____ STUDY MATERIAL
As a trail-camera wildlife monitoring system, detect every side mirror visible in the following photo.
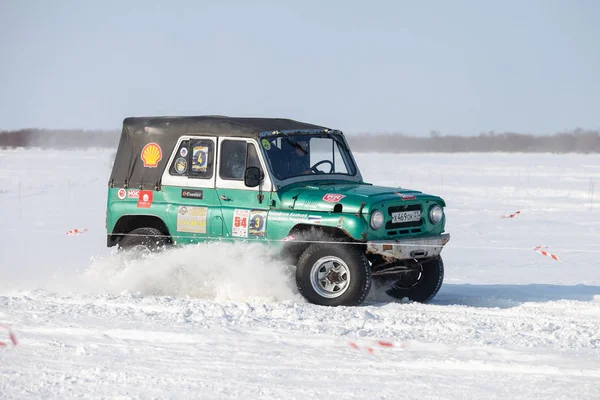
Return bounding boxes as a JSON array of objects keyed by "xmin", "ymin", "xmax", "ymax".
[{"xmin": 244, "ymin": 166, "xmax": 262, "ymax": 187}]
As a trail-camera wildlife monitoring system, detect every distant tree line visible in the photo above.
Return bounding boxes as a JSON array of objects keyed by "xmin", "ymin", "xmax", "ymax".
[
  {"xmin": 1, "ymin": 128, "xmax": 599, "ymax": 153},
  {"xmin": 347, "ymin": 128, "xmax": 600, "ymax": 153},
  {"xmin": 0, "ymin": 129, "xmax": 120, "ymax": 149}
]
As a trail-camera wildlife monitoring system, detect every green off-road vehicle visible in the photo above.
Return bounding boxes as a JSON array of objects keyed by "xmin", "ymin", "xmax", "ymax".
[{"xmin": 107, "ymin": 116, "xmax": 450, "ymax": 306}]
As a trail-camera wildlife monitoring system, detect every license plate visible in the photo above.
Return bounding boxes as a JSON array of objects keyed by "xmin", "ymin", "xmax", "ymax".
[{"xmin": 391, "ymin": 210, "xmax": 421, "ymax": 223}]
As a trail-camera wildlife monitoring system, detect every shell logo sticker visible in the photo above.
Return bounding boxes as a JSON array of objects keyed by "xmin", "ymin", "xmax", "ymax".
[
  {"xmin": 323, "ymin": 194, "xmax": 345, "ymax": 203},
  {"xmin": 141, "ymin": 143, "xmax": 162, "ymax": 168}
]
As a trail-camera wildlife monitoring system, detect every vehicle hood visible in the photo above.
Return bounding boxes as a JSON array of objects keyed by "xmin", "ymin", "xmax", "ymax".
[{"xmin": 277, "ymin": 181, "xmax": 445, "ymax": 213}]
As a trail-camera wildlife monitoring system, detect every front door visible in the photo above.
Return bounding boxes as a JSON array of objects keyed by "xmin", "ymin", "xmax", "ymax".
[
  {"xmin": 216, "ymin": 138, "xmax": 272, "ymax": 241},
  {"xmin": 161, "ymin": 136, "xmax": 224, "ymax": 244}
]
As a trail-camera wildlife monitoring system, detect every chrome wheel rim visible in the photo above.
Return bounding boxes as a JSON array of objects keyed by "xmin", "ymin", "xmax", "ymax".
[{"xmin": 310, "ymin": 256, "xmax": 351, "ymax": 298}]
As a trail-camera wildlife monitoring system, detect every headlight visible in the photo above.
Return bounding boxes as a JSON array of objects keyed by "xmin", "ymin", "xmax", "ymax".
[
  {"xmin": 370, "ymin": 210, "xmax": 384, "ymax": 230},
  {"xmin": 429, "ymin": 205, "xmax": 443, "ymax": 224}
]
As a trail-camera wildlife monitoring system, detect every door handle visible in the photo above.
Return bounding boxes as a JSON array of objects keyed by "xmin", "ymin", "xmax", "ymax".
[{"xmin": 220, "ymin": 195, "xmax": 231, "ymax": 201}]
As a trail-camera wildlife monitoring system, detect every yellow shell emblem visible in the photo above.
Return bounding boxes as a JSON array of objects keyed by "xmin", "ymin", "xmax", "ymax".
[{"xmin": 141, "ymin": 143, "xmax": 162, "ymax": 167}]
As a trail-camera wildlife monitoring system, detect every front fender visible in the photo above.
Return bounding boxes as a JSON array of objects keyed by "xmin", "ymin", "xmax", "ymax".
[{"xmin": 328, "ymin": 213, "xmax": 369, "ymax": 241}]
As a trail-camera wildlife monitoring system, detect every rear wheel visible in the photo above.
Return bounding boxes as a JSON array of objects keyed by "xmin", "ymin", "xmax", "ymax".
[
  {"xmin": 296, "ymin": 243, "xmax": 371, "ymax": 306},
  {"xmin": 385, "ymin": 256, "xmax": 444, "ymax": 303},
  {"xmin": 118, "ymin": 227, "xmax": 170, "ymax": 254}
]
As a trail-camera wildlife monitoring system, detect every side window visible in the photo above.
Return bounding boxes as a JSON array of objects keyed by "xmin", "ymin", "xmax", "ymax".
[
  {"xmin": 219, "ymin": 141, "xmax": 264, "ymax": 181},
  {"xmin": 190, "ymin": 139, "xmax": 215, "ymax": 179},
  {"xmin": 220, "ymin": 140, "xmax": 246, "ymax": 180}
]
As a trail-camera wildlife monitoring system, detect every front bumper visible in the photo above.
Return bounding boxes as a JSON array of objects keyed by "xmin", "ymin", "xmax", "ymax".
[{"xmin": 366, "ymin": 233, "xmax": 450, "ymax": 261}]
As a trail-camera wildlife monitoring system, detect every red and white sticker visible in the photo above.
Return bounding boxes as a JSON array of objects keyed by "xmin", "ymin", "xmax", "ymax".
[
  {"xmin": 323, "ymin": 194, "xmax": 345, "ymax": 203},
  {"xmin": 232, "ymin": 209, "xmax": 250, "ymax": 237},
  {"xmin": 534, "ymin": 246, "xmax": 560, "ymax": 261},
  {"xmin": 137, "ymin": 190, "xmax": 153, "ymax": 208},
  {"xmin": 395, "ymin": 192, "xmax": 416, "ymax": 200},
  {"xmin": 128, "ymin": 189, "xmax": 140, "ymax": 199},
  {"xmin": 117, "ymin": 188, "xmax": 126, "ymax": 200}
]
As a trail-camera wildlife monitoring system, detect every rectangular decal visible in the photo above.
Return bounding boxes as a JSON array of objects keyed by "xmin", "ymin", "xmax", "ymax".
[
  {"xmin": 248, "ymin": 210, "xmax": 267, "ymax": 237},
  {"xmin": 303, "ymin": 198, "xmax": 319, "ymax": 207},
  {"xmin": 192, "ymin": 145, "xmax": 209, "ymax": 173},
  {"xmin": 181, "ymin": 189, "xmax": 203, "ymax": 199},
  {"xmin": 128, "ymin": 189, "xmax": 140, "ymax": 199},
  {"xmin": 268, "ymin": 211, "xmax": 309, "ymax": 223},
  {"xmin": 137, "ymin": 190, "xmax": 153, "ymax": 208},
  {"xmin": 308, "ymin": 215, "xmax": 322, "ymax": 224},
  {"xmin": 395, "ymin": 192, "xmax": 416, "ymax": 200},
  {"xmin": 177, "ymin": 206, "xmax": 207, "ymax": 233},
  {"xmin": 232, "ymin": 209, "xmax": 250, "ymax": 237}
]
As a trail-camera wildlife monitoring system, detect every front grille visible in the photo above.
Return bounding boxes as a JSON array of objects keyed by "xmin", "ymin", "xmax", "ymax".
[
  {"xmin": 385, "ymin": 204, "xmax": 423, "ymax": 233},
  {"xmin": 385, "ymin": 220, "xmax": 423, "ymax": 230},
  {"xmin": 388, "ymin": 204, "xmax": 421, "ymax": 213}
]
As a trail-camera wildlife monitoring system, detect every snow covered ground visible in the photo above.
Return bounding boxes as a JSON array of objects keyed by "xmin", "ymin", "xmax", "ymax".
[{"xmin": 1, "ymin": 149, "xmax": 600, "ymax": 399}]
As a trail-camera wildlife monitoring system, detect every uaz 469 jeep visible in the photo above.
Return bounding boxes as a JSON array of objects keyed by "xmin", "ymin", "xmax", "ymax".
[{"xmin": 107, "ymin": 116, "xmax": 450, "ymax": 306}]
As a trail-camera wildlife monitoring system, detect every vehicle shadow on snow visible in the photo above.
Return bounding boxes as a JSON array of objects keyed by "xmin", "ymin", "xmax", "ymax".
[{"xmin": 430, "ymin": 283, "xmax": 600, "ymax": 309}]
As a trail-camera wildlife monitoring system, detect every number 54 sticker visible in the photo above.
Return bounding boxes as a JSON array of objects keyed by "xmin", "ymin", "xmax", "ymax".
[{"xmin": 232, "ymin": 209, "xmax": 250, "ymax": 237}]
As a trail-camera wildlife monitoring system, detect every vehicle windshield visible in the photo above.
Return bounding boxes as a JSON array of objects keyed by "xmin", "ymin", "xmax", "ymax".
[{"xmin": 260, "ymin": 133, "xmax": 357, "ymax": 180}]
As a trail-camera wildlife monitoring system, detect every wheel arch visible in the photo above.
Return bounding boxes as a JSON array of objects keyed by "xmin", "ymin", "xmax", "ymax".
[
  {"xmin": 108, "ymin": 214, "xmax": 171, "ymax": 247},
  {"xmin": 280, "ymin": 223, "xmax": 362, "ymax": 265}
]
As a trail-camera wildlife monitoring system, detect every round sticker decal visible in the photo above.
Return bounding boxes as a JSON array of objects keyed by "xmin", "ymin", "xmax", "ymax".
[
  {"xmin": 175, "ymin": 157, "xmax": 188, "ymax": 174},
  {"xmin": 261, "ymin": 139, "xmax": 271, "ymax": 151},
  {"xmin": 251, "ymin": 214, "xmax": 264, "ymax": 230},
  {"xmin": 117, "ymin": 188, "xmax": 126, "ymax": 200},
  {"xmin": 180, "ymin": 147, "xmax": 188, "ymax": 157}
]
________
____ STUDY MATERIAL
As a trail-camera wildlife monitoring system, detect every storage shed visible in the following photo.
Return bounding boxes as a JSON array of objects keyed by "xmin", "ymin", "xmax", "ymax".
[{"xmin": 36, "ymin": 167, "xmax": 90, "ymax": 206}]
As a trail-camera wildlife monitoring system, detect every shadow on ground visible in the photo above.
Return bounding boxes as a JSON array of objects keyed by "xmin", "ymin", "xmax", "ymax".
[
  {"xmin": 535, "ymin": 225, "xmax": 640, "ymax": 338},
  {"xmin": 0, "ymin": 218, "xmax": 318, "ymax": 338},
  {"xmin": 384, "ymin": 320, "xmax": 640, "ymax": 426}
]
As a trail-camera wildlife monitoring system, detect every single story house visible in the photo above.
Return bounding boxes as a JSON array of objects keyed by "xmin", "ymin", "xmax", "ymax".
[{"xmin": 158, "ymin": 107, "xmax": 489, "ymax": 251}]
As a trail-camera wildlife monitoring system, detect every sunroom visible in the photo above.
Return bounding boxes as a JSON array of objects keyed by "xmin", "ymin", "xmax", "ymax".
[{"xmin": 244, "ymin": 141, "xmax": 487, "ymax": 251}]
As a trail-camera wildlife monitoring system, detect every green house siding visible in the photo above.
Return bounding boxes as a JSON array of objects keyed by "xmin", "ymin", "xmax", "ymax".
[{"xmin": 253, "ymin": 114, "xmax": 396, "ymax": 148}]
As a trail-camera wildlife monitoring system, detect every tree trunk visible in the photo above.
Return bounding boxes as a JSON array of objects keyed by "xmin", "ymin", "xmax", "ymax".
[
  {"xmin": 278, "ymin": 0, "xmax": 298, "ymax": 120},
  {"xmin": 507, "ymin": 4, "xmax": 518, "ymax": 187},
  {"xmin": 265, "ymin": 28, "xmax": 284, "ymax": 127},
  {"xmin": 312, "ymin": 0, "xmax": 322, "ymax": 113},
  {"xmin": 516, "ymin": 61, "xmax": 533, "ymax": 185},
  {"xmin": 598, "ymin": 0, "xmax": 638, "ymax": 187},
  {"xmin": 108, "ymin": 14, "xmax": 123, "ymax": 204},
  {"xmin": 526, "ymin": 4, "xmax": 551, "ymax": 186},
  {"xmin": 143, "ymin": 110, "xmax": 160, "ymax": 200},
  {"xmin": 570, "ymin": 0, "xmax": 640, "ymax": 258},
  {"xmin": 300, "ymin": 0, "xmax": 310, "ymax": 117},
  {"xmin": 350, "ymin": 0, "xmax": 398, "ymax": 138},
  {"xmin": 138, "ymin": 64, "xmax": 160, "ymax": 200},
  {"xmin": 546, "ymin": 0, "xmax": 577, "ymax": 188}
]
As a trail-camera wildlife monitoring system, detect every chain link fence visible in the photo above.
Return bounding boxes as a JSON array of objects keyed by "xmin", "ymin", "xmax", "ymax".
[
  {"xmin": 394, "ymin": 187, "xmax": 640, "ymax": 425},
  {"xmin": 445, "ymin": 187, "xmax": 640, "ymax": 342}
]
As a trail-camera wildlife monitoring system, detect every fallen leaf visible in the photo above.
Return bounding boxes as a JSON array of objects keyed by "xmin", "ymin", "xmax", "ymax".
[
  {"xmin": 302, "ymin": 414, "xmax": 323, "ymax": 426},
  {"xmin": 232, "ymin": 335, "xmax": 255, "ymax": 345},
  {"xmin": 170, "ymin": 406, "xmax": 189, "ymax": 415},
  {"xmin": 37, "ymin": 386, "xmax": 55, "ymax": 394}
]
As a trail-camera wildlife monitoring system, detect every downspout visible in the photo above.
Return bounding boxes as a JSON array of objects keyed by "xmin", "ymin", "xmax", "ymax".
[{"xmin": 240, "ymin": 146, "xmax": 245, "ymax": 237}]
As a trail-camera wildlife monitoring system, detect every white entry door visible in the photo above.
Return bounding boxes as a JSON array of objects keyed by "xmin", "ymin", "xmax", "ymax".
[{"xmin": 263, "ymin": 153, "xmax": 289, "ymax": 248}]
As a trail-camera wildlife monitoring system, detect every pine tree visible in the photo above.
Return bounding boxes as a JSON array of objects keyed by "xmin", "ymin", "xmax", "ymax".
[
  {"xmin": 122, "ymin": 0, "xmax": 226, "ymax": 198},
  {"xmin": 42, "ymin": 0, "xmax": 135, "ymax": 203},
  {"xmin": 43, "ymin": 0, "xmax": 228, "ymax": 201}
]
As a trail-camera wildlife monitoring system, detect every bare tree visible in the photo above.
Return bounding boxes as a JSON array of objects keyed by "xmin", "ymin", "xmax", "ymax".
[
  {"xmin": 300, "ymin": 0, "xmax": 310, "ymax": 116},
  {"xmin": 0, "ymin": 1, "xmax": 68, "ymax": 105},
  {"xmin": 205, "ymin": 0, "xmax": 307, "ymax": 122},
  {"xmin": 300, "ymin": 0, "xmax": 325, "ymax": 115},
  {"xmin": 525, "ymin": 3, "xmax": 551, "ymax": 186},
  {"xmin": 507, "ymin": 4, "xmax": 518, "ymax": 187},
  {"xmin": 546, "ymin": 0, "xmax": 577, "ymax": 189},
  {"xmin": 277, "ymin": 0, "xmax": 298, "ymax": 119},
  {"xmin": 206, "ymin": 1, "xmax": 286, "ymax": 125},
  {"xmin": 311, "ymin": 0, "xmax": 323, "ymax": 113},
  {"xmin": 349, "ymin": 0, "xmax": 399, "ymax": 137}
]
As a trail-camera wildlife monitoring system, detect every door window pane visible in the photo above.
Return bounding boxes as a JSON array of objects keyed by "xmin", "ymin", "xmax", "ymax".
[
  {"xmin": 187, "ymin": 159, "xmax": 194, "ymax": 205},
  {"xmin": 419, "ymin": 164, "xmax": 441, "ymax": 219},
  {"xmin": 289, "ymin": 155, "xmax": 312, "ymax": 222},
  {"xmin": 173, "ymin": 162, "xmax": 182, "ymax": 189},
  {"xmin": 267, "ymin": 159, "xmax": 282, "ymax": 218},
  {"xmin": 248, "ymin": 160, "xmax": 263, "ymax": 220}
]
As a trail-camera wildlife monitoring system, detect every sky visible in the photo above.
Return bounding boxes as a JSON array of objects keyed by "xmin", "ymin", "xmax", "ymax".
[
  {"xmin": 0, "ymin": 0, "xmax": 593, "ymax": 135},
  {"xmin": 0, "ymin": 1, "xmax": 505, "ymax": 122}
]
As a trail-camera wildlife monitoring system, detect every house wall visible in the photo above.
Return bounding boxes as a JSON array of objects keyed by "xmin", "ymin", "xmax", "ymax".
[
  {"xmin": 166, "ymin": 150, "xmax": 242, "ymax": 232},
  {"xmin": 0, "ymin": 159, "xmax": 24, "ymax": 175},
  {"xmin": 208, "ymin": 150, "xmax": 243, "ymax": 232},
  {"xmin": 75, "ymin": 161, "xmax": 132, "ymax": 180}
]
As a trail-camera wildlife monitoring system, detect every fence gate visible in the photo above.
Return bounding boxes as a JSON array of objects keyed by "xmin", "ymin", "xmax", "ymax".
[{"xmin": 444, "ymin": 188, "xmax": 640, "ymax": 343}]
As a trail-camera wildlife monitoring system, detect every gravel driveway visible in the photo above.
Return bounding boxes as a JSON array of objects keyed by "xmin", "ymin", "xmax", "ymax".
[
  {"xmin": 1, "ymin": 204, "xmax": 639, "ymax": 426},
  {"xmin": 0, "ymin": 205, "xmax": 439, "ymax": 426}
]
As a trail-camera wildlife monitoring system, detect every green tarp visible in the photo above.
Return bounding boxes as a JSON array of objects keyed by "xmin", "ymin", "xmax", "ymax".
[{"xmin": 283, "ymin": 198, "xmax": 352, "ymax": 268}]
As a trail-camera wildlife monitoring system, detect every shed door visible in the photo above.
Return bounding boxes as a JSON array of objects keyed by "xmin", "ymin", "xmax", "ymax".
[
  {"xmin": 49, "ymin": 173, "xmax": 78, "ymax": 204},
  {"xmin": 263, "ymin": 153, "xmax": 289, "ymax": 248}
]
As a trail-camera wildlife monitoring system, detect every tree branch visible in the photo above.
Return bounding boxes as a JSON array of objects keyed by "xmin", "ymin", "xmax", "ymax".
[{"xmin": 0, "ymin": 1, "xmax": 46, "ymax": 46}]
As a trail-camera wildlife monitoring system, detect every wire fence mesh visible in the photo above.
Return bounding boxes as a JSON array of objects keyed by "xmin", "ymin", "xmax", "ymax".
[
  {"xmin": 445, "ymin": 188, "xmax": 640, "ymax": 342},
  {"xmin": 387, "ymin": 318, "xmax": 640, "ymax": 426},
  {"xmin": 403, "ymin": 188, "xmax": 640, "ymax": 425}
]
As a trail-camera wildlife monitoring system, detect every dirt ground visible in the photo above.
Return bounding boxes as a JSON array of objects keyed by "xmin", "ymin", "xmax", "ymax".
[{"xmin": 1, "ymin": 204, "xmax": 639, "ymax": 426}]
________
____ STUDY MATERIAL
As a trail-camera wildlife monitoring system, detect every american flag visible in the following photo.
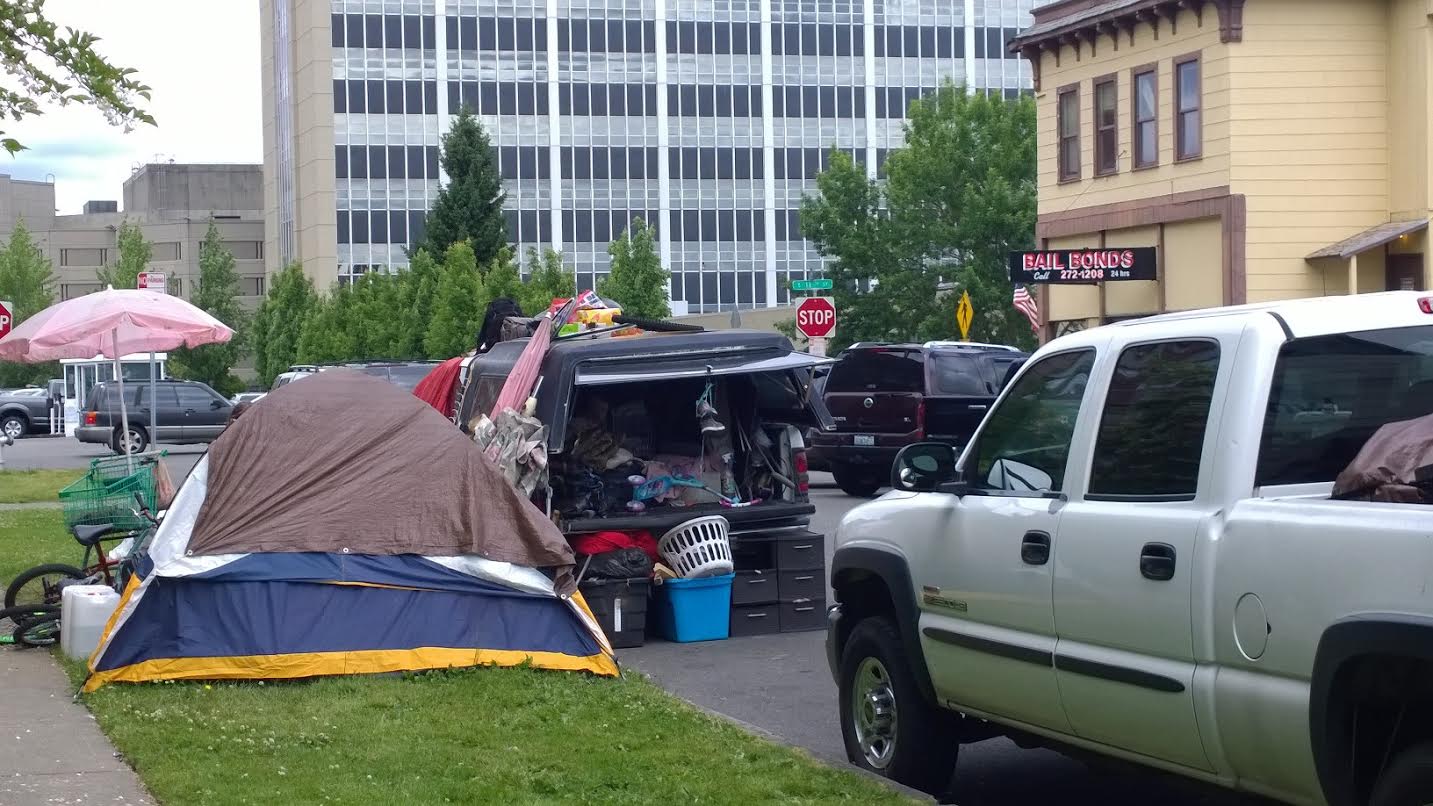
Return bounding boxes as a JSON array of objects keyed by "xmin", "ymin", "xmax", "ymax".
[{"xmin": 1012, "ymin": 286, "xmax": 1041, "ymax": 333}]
________
Please show every line above that includes the word "white".

As a trail-camera wildlife monitoring system, detect every red and white sticker visible in the photo above.
As a trail-camera wildlife monitoring system, detect every white entry door visible in the photo above.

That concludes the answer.